# [TEXT TO READ]
A simple two-frame wobblegram could be made by just pasting two images together. Or you could add intermediate frames by fading between the images. But from a "3D photo" the differences in the images is very slight, and a fade will not produce a great transition.

Inspired by "Eulerian Video Magnification" (Wu, Rubinstein, Shih, Guttag, Durand, and Freeman 2012; http://people.csail.mit.edu/mrub/vidmag/), I thought to attept to *magnify* the difference between the two images to make for a more interesting wigglegram. In their work, the frequency domain of each pixel in a *video* is amplified. This has the surprising effect of amplifying motion. But with an MPO file we have just two frames, which means there isn't enough data to look at the frequency domain of each pixel.

Instead, `wobblegram` computes the 2D fourier transform over each of the two images (actually over each of the red, green, blue components of each image). Then it does linear interpolation in the frequency domain (on the complex FFT values themselves, though interpolating power and phase separately is similar), inverts the interpolated FFT to get back a new image, and then saves a sequence of images at different interpolation values to an animated GIF.

To create the amplication, the linear interpolation is computed outside of the range of the two frames. Say frame 1 is time 0 and frame 2 is time 1, the animation ranges from time -alpha to +alpha, where alpha is a magnification factor. With alpha > 4, the image starts to have problems. In my test, it loses a lot of contrast.

# [RECORD SET]
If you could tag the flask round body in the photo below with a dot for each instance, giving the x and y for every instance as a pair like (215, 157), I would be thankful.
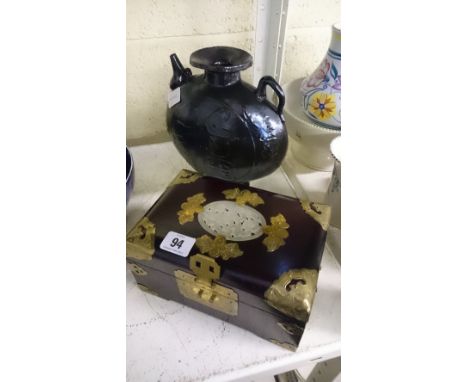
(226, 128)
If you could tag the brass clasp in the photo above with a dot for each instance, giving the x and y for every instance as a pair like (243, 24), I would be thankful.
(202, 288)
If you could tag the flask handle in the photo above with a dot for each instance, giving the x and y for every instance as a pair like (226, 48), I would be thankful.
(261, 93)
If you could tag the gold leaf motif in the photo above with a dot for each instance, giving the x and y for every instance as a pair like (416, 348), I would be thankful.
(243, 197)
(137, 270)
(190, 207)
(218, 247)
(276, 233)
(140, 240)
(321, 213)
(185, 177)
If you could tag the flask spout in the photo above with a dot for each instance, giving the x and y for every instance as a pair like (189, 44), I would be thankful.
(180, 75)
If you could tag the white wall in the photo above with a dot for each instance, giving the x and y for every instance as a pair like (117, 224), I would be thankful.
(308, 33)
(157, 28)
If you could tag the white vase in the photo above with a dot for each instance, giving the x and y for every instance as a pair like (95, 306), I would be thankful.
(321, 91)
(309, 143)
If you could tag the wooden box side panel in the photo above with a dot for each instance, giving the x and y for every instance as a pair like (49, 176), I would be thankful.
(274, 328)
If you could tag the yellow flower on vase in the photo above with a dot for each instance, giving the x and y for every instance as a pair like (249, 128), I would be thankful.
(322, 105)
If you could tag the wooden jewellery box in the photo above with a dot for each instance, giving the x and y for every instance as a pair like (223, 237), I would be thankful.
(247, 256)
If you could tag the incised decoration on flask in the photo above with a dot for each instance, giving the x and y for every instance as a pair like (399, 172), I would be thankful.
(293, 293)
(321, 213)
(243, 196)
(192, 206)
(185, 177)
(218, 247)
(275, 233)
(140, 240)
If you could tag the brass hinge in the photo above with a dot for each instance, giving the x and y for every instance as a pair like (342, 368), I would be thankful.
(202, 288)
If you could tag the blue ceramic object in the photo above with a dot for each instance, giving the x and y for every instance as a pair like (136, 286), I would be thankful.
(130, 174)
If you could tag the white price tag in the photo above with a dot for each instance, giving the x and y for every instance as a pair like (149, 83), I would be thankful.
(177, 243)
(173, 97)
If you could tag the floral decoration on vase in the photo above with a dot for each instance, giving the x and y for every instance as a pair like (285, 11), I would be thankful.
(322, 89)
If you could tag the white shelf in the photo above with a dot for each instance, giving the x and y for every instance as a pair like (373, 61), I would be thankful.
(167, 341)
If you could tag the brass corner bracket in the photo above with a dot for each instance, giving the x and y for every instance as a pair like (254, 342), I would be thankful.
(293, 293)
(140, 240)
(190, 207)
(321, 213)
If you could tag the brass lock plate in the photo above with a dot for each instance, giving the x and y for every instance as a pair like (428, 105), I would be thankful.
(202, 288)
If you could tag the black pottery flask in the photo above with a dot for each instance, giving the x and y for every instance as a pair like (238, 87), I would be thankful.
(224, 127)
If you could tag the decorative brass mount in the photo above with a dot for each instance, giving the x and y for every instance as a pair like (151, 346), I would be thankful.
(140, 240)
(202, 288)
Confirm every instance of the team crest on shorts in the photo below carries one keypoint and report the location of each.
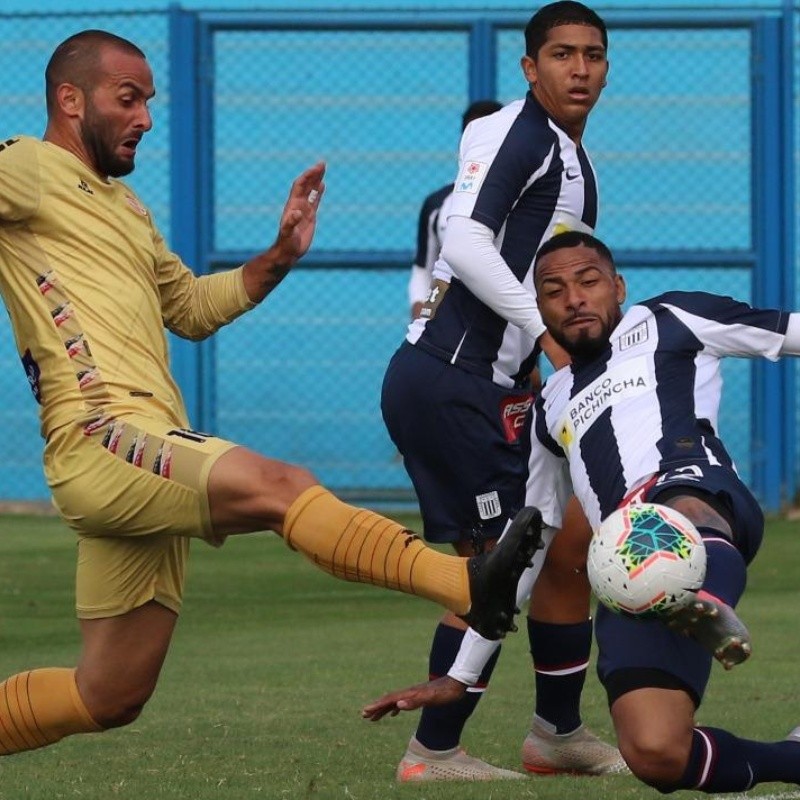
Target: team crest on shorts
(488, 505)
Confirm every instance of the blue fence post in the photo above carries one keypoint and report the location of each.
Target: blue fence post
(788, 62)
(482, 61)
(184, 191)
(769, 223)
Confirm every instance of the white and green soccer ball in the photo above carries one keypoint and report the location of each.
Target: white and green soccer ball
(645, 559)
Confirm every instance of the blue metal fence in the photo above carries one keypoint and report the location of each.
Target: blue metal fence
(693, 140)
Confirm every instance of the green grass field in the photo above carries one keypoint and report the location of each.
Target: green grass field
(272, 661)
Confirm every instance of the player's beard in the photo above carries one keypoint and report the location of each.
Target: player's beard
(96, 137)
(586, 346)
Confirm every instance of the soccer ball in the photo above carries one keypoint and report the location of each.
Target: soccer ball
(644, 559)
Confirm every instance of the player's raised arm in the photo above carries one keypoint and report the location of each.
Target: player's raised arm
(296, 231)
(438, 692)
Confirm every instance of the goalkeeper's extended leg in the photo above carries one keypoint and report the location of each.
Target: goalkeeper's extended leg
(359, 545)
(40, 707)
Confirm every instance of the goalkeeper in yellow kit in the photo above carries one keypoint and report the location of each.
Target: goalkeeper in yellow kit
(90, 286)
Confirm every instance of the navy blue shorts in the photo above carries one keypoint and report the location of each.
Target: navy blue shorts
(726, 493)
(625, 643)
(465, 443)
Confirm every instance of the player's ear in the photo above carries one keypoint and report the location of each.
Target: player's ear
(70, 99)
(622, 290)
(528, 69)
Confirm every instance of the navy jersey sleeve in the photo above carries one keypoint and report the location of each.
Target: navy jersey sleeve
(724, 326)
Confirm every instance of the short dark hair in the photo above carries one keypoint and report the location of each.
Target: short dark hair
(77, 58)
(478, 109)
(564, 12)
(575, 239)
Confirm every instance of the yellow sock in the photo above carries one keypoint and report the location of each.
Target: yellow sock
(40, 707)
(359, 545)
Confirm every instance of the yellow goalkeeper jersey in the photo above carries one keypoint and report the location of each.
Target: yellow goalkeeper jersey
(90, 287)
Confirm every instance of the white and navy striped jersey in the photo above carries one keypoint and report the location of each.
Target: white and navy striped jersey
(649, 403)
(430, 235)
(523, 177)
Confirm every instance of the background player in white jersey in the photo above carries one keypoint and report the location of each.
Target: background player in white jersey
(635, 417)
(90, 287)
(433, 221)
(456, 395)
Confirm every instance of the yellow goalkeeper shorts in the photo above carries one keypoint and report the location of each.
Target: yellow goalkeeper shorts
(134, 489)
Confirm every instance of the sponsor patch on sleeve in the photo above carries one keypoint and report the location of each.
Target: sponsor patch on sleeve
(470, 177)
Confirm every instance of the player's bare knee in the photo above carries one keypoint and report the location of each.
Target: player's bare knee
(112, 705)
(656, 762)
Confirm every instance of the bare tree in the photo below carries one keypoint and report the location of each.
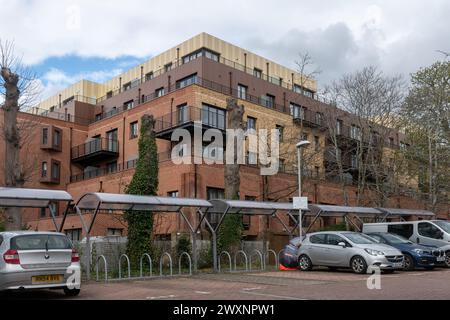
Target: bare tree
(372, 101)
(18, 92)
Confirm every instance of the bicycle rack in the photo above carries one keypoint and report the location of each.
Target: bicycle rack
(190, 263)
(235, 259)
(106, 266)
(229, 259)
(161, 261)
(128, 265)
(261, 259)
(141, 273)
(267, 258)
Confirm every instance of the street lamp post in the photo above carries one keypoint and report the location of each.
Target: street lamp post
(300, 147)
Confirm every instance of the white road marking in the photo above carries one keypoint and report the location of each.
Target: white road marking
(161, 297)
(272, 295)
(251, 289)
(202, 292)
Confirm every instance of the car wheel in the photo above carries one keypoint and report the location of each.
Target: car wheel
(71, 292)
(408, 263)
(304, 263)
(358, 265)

...

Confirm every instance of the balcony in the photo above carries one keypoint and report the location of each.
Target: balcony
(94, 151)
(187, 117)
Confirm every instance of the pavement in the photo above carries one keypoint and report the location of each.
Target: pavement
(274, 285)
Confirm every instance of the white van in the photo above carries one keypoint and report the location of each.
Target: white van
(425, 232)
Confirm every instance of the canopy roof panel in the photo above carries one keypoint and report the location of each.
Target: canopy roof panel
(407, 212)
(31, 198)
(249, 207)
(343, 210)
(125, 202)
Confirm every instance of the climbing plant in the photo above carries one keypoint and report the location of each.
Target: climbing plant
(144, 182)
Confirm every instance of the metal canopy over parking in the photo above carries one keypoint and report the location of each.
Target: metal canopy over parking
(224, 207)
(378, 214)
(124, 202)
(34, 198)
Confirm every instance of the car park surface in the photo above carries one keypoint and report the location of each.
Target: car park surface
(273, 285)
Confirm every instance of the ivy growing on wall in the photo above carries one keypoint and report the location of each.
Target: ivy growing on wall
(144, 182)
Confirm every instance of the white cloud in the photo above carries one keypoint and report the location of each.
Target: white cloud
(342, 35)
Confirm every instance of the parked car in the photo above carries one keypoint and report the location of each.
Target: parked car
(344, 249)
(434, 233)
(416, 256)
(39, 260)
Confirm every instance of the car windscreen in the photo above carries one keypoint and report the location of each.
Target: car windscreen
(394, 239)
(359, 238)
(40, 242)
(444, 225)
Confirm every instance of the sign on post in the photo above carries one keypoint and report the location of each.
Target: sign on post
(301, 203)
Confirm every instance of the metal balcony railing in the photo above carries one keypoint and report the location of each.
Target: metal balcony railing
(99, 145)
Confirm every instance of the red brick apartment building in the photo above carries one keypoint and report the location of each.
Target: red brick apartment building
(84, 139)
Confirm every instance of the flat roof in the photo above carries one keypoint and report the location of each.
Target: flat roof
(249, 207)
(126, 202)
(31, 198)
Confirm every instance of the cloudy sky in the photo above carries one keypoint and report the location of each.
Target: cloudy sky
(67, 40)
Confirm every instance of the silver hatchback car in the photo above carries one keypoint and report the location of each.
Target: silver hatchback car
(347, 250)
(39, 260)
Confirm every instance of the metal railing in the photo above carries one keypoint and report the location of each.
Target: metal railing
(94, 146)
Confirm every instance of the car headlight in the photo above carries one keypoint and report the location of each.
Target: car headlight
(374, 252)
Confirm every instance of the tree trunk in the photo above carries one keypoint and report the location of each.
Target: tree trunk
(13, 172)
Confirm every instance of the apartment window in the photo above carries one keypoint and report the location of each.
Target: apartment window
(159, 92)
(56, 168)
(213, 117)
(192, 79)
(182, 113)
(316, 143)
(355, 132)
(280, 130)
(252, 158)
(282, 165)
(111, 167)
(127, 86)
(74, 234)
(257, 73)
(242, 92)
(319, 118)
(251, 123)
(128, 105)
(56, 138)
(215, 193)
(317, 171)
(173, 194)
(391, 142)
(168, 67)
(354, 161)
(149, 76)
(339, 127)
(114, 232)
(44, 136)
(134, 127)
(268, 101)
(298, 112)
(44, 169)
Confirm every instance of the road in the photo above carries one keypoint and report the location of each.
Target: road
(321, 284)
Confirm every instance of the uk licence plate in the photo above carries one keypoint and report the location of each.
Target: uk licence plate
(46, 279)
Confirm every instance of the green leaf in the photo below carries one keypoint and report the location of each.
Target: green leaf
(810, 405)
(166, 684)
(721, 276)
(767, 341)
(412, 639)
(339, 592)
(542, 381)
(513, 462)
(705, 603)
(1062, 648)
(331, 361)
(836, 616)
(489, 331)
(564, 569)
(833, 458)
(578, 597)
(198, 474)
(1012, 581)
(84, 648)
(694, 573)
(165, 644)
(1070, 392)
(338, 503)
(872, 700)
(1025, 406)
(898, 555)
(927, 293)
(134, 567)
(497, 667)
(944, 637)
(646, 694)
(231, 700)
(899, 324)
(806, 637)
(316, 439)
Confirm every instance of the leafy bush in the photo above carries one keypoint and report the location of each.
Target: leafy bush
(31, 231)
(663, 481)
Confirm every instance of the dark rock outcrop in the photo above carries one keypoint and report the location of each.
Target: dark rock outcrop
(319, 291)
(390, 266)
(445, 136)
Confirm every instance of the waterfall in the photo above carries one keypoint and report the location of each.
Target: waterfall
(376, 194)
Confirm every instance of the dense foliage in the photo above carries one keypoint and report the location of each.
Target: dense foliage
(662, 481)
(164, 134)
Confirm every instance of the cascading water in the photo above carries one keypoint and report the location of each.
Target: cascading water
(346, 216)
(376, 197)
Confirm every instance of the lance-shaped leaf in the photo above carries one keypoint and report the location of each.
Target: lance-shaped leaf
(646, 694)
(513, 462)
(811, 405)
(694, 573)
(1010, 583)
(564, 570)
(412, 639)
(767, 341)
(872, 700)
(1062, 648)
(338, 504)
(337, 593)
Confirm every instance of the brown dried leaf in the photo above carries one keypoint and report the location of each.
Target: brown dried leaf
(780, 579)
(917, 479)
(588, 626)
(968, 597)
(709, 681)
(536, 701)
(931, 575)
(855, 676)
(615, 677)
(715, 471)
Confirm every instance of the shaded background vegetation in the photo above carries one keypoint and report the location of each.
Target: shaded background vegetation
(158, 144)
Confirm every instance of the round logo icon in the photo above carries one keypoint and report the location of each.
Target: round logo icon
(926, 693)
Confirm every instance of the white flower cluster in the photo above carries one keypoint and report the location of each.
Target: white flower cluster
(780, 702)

# [JOB]
Reproduce the text about wobblegrams, beginning at the words "To create the" and stopping after "lot of contrast.".

# [FULL SOLUTION]
To create the amplication, the linear interpolation is computed outside of the range of the two frames. Say frame 1 is time 0 and frame 2 is time 1, the animation ranges from time -alpha to +alpha, where alpha is a magnification factor. With alpha > 4, the image starts to have problems. In my test, it loses a lot of contrast.